** Begin **
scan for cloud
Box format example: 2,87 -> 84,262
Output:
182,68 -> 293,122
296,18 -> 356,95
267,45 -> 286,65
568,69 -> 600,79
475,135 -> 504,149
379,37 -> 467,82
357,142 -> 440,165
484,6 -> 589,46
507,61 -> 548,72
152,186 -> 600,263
** End **
** Begin **
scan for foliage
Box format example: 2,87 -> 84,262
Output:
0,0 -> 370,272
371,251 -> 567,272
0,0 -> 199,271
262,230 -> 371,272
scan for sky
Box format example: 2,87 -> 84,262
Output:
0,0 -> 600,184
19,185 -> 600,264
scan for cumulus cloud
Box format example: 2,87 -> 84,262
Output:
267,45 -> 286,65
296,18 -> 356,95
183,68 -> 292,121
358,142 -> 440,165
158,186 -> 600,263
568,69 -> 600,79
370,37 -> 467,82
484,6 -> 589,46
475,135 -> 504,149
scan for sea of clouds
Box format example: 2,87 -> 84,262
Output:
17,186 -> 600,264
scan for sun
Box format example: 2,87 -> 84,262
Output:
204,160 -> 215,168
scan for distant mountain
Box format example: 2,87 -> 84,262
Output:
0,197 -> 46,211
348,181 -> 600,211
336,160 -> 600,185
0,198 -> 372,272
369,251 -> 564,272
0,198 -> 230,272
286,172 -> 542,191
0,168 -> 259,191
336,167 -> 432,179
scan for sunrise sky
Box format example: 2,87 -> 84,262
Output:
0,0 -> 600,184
** End **
** Begin **
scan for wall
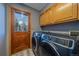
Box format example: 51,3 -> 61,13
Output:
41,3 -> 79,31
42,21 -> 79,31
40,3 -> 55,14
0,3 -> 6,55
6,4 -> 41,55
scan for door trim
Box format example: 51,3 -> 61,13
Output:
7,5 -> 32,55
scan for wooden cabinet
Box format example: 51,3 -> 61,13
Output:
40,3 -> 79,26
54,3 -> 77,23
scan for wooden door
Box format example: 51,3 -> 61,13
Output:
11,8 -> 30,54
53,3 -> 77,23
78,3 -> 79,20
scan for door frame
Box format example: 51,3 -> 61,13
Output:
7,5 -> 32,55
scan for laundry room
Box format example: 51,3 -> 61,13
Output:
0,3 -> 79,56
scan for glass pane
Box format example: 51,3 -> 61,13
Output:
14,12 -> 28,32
** End **
## GIVEN PROBLEM
Turn the lines of the items above into a JSON list of strings, starting with the line that contains "scan for wooden door" and going on through the line that contains "0,3 -> 79,56", both included. Give one string per line and leave out blank lines.

## EXPECTED ANSWER
[
  "scan for wooden door",
  "Box format example: 51,3 -> 61,13",
  "Output:",
  "11,8 -> 30,54",
  "53,3 -> 77,23",
  "78,3 -> 79,20",
  "scan for door frame",
  "Box format example: 51,3 -> 61,13",
  "Output:",
  "7,5 -> 32,55",
  "scan for laundry room",
  "Box format example: 51,3 -> 61,13",
  "Output:",
  "0,3 -> 79,56"
]